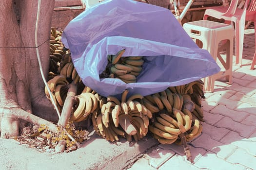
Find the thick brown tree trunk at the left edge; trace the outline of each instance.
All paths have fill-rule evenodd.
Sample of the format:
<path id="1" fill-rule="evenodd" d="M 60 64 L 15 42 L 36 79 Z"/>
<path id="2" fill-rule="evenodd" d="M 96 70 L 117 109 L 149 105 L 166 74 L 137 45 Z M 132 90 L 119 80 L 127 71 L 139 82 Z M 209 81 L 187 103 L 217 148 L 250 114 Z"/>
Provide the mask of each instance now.
<path id="1" fill-rule="evenodd" d="M 42 0 L 38 45 L 44 75 L 49 69 L 49 37 L 54 0 Z M 44 94 L 35 48 L 37 0 L 0 2 L 0 117 L 1 137 L 19 136 L 24 111 L 58 121 Z M 23 119 L 23 118 L 22 118 Z M 28 117 L 24 118 L 28 121 Z"/>

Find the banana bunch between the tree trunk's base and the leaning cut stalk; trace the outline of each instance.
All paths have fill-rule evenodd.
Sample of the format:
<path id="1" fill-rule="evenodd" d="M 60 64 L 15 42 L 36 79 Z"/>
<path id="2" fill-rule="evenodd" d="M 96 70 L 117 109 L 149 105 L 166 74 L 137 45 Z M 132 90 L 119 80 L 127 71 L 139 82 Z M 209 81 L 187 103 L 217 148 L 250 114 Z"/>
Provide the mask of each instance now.
<path id="1" fill-rule="evenodd" d="M 47 85 L 50 89 L 50 93 L 52 93 L 54 101 L 51 100 L 47 87 L 44 87 L 44 92 L 47 99 L 49 99 L 52 103 L 54 102 L 59 108 L 59 111 L 62 110 L 63 103 L 67 97 L 68 84 L 69 83 L 67 79 L 60 75 L 54 76 L 47 82 Z"/>

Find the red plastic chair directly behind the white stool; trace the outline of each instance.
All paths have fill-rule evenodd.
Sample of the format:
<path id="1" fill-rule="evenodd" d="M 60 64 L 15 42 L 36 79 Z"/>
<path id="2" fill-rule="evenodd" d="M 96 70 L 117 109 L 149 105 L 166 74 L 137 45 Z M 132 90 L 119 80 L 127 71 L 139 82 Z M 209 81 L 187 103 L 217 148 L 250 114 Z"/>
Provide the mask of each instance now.
<path id="1" fill-rule="evenodd" d="M 243 0 L 243 8 L 238 8 L 238 0 L 232 0 L 228 7 L 217 6 L 205 10 L 203 19 L 206 20 L 209 16 L 217 19 L 224 19 L 225 23 L 235 23 L 236 28 L 236 64 L 242 65 L 243 39 L 245 28 L 246 9 L 249 0 Z M 255 1 L 255 0 L 253 0 Z"/>

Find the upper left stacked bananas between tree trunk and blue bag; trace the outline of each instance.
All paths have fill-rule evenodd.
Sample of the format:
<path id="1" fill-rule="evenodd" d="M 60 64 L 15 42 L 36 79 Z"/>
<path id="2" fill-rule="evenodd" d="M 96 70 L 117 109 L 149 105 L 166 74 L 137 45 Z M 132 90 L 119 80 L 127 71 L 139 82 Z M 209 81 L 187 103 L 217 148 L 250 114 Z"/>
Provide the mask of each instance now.
<path id="1" fill-rule="evenodd" d="M 51 28 L 50 36 L 50 71 L 58 73 L 59 63 L 66 49 L 61 42 L 62 31 Z"/>

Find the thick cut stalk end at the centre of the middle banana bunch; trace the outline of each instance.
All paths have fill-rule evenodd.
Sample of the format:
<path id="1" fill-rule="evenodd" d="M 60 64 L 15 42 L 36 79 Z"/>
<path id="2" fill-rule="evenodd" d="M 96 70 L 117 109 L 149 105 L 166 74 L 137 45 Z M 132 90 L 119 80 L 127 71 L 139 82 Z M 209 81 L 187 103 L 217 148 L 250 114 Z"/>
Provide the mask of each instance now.
<path id="1" fill-rule="evenodd" d="M 137 130 L 131 124 L 129 118 L 126 115 L 119 116 L 119 124 L 128 135 L 132 136 L 137 133 Z"/>

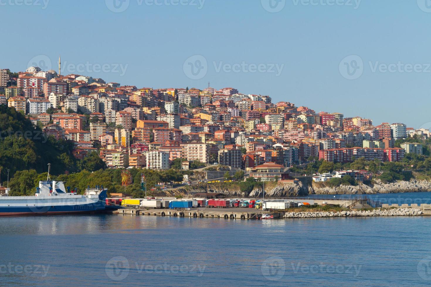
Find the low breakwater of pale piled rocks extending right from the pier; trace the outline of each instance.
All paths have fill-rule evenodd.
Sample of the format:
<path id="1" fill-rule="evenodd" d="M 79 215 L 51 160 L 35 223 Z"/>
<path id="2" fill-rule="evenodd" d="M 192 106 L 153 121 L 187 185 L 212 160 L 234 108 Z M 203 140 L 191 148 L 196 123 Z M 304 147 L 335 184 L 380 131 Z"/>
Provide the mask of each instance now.
<path id="1" fill-rule="evenodd" d="M 365 217 L 365 216 L 419 216 L 423 212 L 417 208 L 353 210 L 339 212 L 287 212 L 283 218 L 322 218 L 322 217 Z"/>

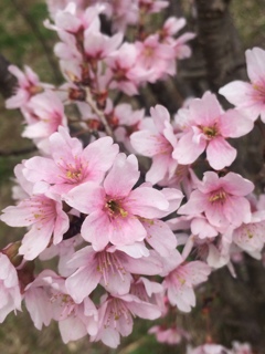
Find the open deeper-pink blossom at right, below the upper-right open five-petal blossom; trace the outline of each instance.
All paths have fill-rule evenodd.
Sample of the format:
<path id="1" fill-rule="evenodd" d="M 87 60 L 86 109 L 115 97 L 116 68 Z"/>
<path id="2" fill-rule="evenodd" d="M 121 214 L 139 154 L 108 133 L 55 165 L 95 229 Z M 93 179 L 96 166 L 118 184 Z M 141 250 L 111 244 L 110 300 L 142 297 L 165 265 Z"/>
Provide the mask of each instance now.
<path id="1" fill-rule="evenodd" d="M 218 174 L 208 171 L 178 212 L 193 216 L 204 212 L 212 226 L 239 227 L 251 220 L 251 206 L 245 196 L 253 189 L 254 185 L 241 175 L 229 173 L 219 178 Z"/>

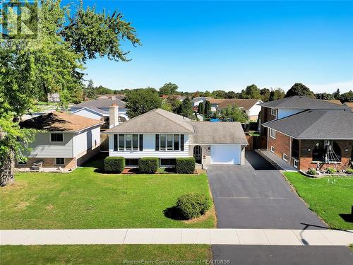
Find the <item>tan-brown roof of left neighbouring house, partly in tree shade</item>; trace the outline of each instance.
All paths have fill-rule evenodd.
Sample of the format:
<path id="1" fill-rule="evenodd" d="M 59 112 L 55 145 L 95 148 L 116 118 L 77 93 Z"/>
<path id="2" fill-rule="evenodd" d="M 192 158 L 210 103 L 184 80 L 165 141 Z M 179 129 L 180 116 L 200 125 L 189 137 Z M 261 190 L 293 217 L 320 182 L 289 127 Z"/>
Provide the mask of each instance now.
<path id="1" fill-rule="evenodd" d="M 90 119 L 67 112 L 50 112 L 20 122 L 22 128 L 44 131 L 82 131 L 92 126 L 103 124 L 97 119 Z"/>

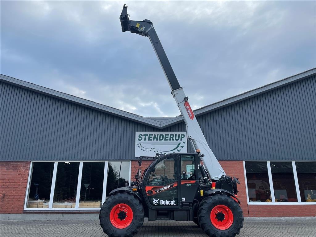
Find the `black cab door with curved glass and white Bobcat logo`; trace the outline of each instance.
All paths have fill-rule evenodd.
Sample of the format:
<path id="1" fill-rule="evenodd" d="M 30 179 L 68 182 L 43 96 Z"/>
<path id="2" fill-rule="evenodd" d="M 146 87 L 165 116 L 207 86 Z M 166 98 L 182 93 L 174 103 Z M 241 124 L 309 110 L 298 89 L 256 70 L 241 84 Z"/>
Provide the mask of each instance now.
<path id="1" fill-rule="evenodd" d="M 145 195 L 152 209 L 179 208 L 180 155 L 167 155 L 149 167 L 144 177 Z"/>

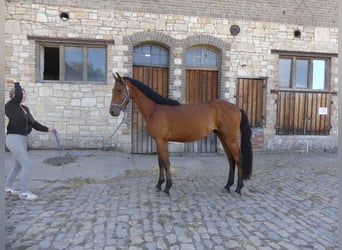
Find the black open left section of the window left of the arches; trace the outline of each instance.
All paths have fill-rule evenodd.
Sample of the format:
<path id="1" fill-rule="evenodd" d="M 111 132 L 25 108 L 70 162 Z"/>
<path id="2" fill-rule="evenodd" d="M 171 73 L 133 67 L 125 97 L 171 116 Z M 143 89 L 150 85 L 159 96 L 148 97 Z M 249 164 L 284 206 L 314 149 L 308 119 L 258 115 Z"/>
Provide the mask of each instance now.
<path id="1" fill-rule="evenodd" d="M 59 80 L 59 48 L 44 48 L 43 80 Z"/>

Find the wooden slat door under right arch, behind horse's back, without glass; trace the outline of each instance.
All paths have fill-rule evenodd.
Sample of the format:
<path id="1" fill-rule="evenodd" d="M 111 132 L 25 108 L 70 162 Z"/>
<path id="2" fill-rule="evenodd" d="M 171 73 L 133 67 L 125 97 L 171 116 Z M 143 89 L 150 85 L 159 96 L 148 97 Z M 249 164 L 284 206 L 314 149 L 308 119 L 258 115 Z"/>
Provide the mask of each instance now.
<path id="1" fill-rule="evenodd" d="M 185 101 L 189 104 L 217 99 L 218 71 L 187 70 L 185 83 Z M 196 126 L 194 124 L 194 126 Z M 210 134 L 208 137 L 185 144 L 186 152 L 213 153 L 217 152 L 217 137 Z"/>

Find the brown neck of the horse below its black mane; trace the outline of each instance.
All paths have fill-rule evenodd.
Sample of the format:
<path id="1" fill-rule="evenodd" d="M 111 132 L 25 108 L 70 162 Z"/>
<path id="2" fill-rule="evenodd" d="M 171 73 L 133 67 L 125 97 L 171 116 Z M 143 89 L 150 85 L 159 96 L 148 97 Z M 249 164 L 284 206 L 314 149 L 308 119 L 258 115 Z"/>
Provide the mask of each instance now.
<path id="1" fill-rule="evenodd" d="M 133 101 L 137 104 L 140 113 L 145 118 L 145 120 L 149 120 L 149 117 L 153 113 L 156 108 L 156 103 L 148 98 L 145 94 L 143 94 L 138 88 L 135 86 L 130 86 L 132 90 L 131 96 Z"/>

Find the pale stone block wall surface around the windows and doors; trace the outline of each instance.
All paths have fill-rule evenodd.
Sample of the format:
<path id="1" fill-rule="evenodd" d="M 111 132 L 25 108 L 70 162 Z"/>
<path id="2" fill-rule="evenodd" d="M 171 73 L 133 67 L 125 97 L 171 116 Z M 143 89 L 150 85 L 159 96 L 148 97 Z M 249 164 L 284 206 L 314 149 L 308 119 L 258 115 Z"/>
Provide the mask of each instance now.
<path id="1" fill-rule="evenodd" d="M 220 98 L 235 103 L 239 77 L 267 79 L 265 125 L 257 130 L 255 147 L 262 150 L 280 149 L 279 143 L 283 143 L 284 139 L 280 142 L 275 136 L 275 95 L 270 93 L 278 86 L 278 55 L 272 54 L 271 50 L 337 53 L 336 18 L 325 14 L 327 9 L 333 10 L 337 2 L 325 2 L 328 7 L 321 9 L 314 9 L 319 1 L 310 3 L 310 13 L 315 10 L 317 15 L 324 17 L 320 24 L 316 22 L 318 17 L 310 20 L 310 13 L 309 17 L 294 13 L 295 7 L 307 9 L 307 6 L 298 6 L 296 1 L 291 2 L 292 8 L 282 4 L 283 1 L 273 1 L 273 4 L 265 1 L 260 6 L 255 4 L 257 1 L 251 1 L 249 7 L 241 5 L 243 2 L 246 1 L 234 3 L 234 12 L 230 10 L 232 5 L 227 3 L 223 6 L 221 2 L 216 3 L 217 6 L 207 4 L 204 11 L 203 1 L 191 6 L 184 6 L 184 1 L 169 1 L 167 6 L 159 6 L 163 3 L 158 2 L 160 8 L 148 8 L 148 4 L 135 1 L 120 4 L 105 0 L 96 1 L 96 4 L 63 0 L 58 3 L 8 1 L 6 78 L 16 78 L 22 82 L 33 115 L 43 124 L 55 127 L 65 147 L 97 148 L 110 138 L 124 117 L 113 118 L 108 113 L 112 72 L 131 76 L 132 49 L 135 45 L 152 41 L 170 49 L 169 93 L 181 102 L 185 99 L 186 49 L 194 45 L 210 45 L 220 52 Z M 274 13 L 267 11 L 269 15 L 260 15 L 262 11 L 265 14 L 265 10 L 275 10 L 276 4 L 283 8 Z M 224 11 L 227 11 L 226 14 Z M 61 12 L 69 13 L 67 22 L 59 18 Z M 275 16 L 275 13 L 283 14 Z M 233 24 L 240 26 L 237 36 L 230 33 Z M 293 35 L 297 29 L 302 32 L 300 38 Z M 39 45 L 29 40 L 28 36 L 113 40 L 114 44 L 107 47 L 107 84 L 39 82 L 36 73 L 39 66 L 36 50 Z M 335 57 L 331 63 L 332 91 L 338 90 L 337 65 L 338 58 Z M 6 88 L 9 89 L 8 86 Z M 337 147 L 337 96 L 333 97 L 333 101 L 331 136 L 323 138 L 329 144 L 327 148 Z M 123 125 L 110 141 L 111 147 L 124 151 L 130 151 L 131 146 L 130 106 L 127 110 Z M 32 148 L 55 146 L 51 135 L 33 132 L 30 136 Z"/>

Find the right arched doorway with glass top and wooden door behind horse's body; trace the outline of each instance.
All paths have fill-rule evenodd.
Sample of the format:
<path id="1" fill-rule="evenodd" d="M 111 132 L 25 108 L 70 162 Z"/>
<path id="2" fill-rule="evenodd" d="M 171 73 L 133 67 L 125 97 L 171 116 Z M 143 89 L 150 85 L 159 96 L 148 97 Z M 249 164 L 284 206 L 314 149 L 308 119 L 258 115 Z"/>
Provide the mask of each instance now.
<path id="1" fill-rule="evenodd" d="M 218 97 L 218 54 L 214 49 L 196 46 L 186 52 L 186 103 L 198 103 Z M 217 137 L 214 134 L 185 144 L 186 152 L 217 152 Z"/>

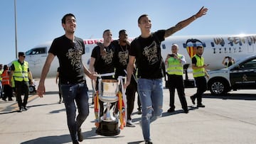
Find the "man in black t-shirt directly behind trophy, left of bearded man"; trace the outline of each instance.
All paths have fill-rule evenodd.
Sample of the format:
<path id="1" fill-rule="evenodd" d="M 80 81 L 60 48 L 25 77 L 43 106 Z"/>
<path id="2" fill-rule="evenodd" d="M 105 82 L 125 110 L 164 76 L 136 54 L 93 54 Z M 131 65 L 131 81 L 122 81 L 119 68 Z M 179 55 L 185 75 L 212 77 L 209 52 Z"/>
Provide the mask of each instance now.
<path id="1" fill-rule="evenodd" d="M 92 55 L 90 58 L 90 72 L 97 72 L 97 74 L 107 74 L 114 73 L 114 56 L 115 48 L 111 43 L 112 32 L 110 30 L 105 30 L 103 32 L 103 45 L 96 46 L 92 50 Z M 114 74 L 106 77 L 101 77 L 102 79 L 114 79 Z M 95 89 L 98 90 L 98 82 L 96 82 Z M 100 116 L 103 116 L 103 102 L 100 102 Z"/>

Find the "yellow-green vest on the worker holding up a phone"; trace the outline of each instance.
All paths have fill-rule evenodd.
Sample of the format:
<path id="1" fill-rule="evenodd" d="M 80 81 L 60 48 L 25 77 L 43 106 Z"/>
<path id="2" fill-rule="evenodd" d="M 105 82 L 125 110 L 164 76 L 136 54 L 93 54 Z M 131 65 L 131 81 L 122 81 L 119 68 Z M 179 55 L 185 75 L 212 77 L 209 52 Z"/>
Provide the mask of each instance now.
<path id="1" fill-rule="evenodd" d="M 180 55 L 180 54 L 178 54 L 177 56 L 178 58 L 183 57 L 183 55 Z M 176 74 L 176 75 L 183 74 L 183 65 L 179 60 L 177 60 L 174 57 L 169 57 L 167 62 L 168 62 L 168 67 L 167 67 L 168 74 Z"/>

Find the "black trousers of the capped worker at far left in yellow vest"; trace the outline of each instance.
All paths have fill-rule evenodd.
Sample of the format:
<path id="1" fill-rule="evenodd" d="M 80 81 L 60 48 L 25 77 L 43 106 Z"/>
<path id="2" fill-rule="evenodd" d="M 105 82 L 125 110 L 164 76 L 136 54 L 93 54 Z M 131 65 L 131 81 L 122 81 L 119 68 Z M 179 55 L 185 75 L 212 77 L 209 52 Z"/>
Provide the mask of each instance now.
<path id="1" fill-rule="evenodd" d="M 21 106 L 26 106 L 28 103 L 28 82 L 19 82 L 15 81 L 15 88 L 16 88 L 16 98 L 18 101 L 18 107 L 21 108 Z M 24 99 L 22 101 L 21 95 L 24 94 Z"/>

-- GOAL OF THE EXERCISE --
Of the lines above, show those in which "upper" appears.

-- OUTPUT BELOW --
Find the upper left stacked bananas between tree trunk and blue bag; trace the outline of each instance.
Find the open deeper-pink blossom at right, below the upper-right open five-petal blossom; trace the outline of each instance.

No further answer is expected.